## Set exercise
In the lathe forum thread below, condense the paragraph starting "Turning between centers is theoretically" into a short bulleted list that keeps its main facts.

## Given text

I have two lathes, a Grizzly G0709 14" x 40" and a Clausing 5418 (12" x 24").  I leave a set-tru 3-jaw on the Grizzly and a 5-C collet chuck on the Clausing.  The Clausing is my go-to for collet work even though I have a full set of 5-C collets and a lever-style closer for the Grizzly.  Frankly, it's just easier for me to leave the Clausing set up with the 5-C collet chuck.

My chuck is from CDCOtool.com.  The even 1/32" collets are from CDCO also, added the 64's ones from CME tools out of the Detroit area.  My chuck took a little finessing to get dialed in, but was at about 0.0002" run-out at the collet mating face last I checked it.  I've had no issues with the collet chuck or collets.

5-C Collets are great for a very short diameter range, that's why they sell them in 1/64" increments.  They are great for gripping on the perimeter without marring material.  As mentioned above, great for multiple set-up jobs as your concentricity is much closer than most 3-jaws.  I generally throw stock in a collet and when slowly advancing the cutter tool hit the entire diameter at once.

Down side is you have to spin the chuck key around 20 revolutions to change a collet.  I have a 3/8" square drive adapter mounted in a Makita cordless for collet changes.  Probably haven't had a regular chuck on my Clausing in 3 years.  But that's the advantage of 2 lathes.

I used a lathe dog once turning between centers.  Did it just so I could say I have.  I center drilled both ends with a set-tru 3-jaw, so really didn't need the dog.  More experienced guys will have better feedback for you.

Bruce


----------



## mikey (Jan 29, 2020)

Turning between centers is theoretically the most accurate way to turn something on the lathe. It requires that the 60 degree center holes be accurately made and that the dead center in the spindle be accurate. It is also recommended that you use a hardened and accurate dead center in the tailstock that is properly aligned; however, most of us use a live center for this because it doesn't require lubricating the tip and is less likely to expand and tighten up as the part heats up.

Between centers work requires a drive dog and the type of dog you get depends on what you use to drive it. If you have a drive plate (like benmychree pointed to) then the dogleg one with a bent tail is better. These will also work to hook one of the jaws of jawed chuck. My spindle has a threaded hole for a post that catches a dog with a straight tail; it is very rigid and I prefer it over a separate plate. So, the dog depends on the driver.

## Material
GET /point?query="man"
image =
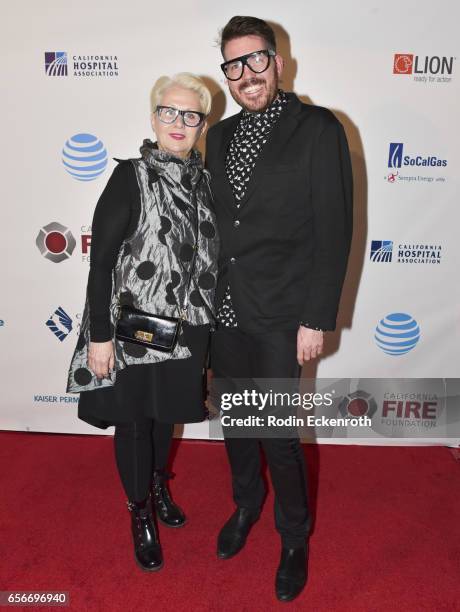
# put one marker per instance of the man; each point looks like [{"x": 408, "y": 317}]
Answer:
[{"x": 282, "y": 184}]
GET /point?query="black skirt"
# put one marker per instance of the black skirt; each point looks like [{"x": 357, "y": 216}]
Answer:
[{"x": 171, "y": 391}]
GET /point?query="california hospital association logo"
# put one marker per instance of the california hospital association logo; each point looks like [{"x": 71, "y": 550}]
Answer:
[{"x": 56, "y": 63}]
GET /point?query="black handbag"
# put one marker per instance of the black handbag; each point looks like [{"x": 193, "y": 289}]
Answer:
[{"x": 151, "y": 330}]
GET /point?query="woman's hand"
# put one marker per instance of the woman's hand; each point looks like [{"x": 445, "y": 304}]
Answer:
[{"x": 101, "y": 358}]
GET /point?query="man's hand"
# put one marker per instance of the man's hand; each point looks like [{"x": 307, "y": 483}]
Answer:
[
  {"x": 101, "y": 358},
  {"x": 309, "y": 344}
]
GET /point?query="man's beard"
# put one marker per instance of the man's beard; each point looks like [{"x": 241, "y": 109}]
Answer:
[{"x": 259, "y": 104}]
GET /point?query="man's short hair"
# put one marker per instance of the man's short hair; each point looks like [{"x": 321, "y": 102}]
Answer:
[{"x": 239, "y": 26}]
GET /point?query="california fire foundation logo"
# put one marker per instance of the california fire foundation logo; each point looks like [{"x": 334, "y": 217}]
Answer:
[{"x": 55, "y": 242}]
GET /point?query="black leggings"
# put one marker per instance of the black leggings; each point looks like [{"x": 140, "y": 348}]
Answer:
[{"x": 141, "y": 447}]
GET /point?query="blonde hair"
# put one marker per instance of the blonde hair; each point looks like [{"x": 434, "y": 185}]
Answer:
[{"x": 186, "y": 80}]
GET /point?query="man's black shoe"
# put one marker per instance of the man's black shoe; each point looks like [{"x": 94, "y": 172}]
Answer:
[
  {"x": 291, "y": 576},
  {"x": 233, "y": 534}
]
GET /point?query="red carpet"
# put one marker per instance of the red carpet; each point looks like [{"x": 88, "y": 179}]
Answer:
[{"x": 386, "y": 535}]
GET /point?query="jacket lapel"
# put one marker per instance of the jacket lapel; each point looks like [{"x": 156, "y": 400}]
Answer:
[{"x": 220, "y": 179}]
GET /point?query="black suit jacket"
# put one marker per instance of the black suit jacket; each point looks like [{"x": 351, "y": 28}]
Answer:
[{"x": 284, "y": 251}]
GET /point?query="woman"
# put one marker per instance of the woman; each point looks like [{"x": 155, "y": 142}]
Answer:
[{"x": 154, "y": 248}]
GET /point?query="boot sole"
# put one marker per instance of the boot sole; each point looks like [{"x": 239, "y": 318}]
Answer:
[
  {"x": 172, "y": 526},
  {"x": 148, "y": 569}
]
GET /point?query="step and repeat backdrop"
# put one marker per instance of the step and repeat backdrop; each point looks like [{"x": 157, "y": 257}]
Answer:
[{"x": 76, "y": 93}]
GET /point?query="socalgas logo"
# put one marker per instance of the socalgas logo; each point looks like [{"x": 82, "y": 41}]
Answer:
[
  {"x": 57, "y": 64},
  {"x": 400, "y": 159},
  {"x": 55, "y": 242},
  {"x": 84, "y": 157},
  {"x": 382, "y": 251},
  {"x": 424, "y": 68},
  {"x": 397, "y": 333}
]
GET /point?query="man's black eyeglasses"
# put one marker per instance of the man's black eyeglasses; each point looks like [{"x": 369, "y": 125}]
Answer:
[
  {"x": 257, "y": 61},
  {"x": 168, "y": 114}
]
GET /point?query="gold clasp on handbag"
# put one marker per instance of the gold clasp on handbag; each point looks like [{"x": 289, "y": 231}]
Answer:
[{"x": 145, "y": 336}]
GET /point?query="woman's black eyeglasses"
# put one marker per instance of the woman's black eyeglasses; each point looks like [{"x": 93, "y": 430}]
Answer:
[
  {"x": 168, "y": 114},
  {"x": 257, "y": 61}
]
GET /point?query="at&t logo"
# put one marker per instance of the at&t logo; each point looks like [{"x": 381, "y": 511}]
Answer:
[
  {"x": 397, "y": 333},
  {"x": 84, "y": 157}
]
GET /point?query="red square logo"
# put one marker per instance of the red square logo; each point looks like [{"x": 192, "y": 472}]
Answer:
[{"x": 403, "y": 63}]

## Solution to the exercise
- Turning between centers is, in theory, the most accurate way to turn a part on the lathe.
- It needs accurately made 60-degree center holes and an accurate dead center in the spindle.
- A hardened, accurate, properly aligned dead center in the tailstock is recommended.
- Most people use a live center instead. Its tip needs no lubrication, and it is less likely to expand and tighten as the part heats up.